Records for pointing at named objects
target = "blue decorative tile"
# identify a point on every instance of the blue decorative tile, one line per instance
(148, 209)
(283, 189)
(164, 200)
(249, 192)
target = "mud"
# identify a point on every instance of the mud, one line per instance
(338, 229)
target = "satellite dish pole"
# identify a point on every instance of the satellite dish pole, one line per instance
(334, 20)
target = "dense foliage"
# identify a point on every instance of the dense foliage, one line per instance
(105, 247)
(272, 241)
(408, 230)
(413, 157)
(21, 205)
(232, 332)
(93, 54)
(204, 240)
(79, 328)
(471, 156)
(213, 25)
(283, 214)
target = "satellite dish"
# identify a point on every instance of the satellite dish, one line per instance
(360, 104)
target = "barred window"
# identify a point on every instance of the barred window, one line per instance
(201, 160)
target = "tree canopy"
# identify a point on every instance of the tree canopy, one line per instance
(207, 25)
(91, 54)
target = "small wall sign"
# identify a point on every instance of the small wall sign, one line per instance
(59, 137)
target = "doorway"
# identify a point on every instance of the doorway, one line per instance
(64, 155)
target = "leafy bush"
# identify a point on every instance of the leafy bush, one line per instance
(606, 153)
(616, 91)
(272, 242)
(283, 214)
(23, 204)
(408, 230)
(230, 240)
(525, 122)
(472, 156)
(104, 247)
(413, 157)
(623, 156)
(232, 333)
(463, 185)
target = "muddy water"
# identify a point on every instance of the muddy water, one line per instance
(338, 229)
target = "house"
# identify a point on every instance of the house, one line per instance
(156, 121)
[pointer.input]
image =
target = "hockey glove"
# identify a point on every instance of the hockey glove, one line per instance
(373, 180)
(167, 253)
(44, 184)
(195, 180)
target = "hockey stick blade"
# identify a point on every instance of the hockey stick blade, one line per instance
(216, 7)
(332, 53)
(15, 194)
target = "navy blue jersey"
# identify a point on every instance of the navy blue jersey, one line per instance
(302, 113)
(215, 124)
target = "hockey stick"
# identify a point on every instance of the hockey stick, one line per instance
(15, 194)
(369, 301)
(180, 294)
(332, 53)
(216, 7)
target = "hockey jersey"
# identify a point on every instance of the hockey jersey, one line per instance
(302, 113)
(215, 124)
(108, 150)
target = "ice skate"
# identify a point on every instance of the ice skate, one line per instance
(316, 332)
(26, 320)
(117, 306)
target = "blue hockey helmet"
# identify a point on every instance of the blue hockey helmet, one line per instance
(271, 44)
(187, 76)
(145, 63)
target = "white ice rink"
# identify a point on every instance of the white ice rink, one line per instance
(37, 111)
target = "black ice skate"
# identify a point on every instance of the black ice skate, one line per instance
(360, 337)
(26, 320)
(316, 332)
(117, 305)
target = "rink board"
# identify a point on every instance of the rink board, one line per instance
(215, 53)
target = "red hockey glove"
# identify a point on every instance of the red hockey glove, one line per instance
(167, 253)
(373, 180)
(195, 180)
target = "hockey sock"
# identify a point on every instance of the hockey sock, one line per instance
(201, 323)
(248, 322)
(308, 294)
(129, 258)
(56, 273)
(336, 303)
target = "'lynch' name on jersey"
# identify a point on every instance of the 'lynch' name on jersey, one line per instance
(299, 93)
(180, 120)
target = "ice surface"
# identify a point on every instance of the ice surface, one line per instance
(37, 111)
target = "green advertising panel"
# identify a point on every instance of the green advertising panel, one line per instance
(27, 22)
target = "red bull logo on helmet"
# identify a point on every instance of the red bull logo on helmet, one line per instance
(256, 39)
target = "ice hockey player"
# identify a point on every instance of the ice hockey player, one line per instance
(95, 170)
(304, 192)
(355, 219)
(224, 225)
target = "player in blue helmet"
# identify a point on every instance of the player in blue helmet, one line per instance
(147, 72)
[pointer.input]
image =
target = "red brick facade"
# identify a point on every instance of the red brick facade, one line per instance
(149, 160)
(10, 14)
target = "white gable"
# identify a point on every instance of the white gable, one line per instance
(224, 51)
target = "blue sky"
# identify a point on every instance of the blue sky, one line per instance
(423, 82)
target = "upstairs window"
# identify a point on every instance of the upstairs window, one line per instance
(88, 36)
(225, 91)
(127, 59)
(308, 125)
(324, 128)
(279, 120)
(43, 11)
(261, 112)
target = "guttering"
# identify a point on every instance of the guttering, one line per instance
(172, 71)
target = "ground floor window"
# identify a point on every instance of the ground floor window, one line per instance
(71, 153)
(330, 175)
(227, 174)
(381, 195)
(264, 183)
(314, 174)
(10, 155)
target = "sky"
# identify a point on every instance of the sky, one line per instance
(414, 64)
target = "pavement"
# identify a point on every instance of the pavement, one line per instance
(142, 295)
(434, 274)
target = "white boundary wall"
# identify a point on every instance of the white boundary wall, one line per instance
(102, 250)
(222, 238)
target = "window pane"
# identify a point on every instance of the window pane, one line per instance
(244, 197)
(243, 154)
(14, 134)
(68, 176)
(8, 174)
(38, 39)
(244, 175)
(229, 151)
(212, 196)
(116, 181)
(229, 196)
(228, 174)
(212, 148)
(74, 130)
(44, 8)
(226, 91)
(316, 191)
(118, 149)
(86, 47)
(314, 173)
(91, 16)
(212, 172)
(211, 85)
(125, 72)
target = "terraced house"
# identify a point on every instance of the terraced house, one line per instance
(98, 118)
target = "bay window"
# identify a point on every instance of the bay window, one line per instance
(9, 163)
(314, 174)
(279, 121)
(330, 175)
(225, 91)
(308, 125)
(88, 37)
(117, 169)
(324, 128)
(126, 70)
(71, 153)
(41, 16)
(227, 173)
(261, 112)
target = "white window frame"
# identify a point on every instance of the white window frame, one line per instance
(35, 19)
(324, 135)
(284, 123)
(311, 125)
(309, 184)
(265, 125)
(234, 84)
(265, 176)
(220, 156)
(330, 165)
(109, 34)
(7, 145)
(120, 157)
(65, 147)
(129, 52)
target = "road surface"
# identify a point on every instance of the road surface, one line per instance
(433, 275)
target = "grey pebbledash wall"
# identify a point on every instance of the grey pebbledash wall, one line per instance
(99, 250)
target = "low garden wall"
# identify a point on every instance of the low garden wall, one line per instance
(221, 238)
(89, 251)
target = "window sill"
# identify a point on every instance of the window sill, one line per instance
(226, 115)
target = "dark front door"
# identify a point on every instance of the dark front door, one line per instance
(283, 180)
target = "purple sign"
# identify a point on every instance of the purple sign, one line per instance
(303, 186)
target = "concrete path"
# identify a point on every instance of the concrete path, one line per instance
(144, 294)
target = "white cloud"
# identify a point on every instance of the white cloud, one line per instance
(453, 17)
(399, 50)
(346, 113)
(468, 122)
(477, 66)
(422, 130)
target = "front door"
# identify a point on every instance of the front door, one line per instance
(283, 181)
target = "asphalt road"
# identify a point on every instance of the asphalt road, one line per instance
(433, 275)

Brief:
Report every line of the records above that contains the word "frame".

Answer to the exercise:
target = "white window frame"
# identify a point on every instance of the white window frame, one line per instance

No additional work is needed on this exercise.